• [Task to carry out] Please copy the sermon starting with "Today concludes our" and going on through "other Gospel writers.", switching "Prodigal Son" to "Lost Son".

Today concludes our journey through the life and ministry of Jesus leading up to Holy Week as presented in Luke’s Gospel. In each of the four years of the Narrative Lectionary we will take that journey through the eyes of a different Gospel writer. We have seen many of the stories which are unique to Luke, including the parables of the Prodigal Son, the Good Samaritan, and the Rich Man and Lazarus. Today we come to another uniquely Lukan story, that of Zacchaeus, as well as a couple of stories shared with other Gospel writers.
Putting these three stories together serves several purposes for us as we prepare to begin Holy Week next Sunday. They show the continued struggle of Jesus’ followers to understand what he is all about, and to accept the radical inclusiveness of Jesus. They bring together a number of the main themes of Luke’s Gospel. And they give us a sense of the chaos and the high emotions as Jesus and his followers prepare to make the last leg of the journey from Jericho to Jerusalem.
There is always the irony present within the Gospels about who is truly able to see and who is not. The religious “experts” are usually pretty blind. Frequently the disciples don’t seem to get it at all. The blind usually see clearly who Jesus is even before their eyesight is restored. Lepers get it, demons get it, tax collectors and other “sinners” frequently get it.
I hope the skits helped portray that this morning. Jesus teaches his disciples for the third time about what is going to happen in Jerusalem, and they are oblivious. As they enter Jericho, and Luke says there are a multitude traveling – after all it is time for the Passover and pilgrims would be assembling in Jerusalem from all over. A blind man sitting by the side of the road starts yelling at Jesus, “Son of David, have mercy on me!” The leaders of the procession don’t want him to make a scene and drag down this joyous processional, so they try to hush him. He will not be hushed, though, and becomes even more insistent in his cries. He gets it, they don’t. Jesus stops and asks the man what he wants. The man says, “Lord, let me receive my sight.” Jesus said, “Receive your sight. Your faith has made you well.” He could see immediately and he joined the crowd following Jesus on the road. In amazement, the people also glorified God.

Object position labeling entries:
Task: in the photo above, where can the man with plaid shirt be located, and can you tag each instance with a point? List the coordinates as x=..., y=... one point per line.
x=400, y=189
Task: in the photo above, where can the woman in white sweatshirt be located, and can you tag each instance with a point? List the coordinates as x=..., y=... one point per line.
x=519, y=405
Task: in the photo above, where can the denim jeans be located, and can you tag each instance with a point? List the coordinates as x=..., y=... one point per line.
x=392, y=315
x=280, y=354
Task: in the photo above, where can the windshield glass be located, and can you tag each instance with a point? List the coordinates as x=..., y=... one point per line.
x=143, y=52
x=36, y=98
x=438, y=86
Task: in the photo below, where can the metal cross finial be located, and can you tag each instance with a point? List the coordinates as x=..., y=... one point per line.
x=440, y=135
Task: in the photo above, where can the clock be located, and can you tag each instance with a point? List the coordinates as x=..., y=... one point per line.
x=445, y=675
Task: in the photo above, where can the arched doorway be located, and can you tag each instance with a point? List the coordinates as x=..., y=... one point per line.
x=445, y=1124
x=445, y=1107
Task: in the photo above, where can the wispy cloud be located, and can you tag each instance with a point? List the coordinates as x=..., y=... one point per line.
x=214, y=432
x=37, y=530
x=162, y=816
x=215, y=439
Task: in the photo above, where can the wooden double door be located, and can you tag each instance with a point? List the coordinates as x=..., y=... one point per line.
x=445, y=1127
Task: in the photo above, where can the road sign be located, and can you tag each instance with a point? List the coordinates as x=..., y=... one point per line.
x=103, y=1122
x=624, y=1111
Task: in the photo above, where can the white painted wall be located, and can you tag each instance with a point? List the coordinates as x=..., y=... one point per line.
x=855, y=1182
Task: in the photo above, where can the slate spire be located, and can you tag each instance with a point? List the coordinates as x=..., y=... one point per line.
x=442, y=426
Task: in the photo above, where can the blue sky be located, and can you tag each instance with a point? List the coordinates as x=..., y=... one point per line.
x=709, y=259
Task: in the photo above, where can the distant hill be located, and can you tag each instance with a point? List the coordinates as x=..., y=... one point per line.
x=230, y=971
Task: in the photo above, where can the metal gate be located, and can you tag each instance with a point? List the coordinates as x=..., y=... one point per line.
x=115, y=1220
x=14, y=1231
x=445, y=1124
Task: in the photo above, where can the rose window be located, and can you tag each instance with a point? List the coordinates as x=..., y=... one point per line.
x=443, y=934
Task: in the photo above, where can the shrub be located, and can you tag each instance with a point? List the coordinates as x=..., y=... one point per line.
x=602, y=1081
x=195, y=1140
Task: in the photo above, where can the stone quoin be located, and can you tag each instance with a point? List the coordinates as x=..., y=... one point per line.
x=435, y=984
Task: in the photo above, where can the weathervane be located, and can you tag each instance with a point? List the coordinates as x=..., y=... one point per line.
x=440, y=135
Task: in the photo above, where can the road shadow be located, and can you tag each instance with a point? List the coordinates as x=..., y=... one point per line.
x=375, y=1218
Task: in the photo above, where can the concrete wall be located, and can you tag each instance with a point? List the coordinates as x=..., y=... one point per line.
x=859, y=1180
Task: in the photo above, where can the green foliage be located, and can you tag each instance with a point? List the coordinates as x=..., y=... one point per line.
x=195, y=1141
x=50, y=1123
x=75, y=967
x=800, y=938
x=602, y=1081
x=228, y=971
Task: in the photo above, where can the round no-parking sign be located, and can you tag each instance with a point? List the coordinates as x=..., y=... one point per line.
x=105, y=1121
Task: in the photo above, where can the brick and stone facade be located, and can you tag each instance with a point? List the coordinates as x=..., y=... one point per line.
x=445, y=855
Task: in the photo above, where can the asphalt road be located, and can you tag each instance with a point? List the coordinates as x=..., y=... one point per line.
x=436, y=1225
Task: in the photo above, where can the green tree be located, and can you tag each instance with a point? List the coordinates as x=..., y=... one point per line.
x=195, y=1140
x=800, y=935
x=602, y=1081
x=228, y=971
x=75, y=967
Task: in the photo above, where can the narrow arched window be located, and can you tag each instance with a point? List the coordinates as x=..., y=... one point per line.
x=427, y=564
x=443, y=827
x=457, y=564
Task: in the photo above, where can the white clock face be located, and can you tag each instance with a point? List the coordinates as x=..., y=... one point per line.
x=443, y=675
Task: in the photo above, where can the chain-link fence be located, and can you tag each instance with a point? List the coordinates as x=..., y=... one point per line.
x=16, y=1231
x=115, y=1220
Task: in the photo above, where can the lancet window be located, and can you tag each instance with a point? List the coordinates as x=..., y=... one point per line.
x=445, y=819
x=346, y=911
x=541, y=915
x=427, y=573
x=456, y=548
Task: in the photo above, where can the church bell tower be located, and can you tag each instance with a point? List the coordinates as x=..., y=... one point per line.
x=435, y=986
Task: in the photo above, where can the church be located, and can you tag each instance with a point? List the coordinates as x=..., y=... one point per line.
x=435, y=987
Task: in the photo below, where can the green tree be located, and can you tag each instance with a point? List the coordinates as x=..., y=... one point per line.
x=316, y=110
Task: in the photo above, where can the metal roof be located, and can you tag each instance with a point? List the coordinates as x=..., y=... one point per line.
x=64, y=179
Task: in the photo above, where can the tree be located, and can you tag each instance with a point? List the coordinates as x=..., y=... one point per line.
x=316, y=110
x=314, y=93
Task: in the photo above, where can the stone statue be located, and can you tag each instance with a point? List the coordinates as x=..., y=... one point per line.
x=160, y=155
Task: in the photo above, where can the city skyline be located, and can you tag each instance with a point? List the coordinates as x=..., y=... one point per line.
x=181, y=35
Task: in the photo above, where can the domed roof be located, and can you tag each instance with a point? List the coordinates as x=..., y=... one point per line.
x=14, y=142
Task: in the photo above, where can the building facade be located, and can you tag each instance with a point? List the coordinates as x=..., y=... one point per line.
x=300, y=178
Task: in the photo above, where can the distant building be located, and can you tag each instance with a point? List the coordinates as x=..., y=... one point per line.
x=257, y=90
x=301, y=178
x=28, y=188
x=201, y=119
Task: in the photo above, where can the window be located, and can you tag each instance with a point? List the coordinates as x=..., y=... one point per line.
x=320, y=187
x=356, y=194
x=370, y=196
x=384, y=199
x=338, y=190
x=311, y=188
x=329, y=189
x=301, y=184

• [The reply]
Today concludes our journey through the life and ministry of Jesus leading up to Holy Week as presented in Luke’s Gospel. In each of the four years of the Narrative Lectionary we will take that journey through the eyes of a different Gospel writer. We have seen many of the stories which are unique to Luke, including the parables of the Lost Son, the Good Samaritan, and the Rich Man and Lazarus. Today we come to another uniquely Lukan story, that of Zacchaeus, as well as a couple of stories shared with other Gospel writers.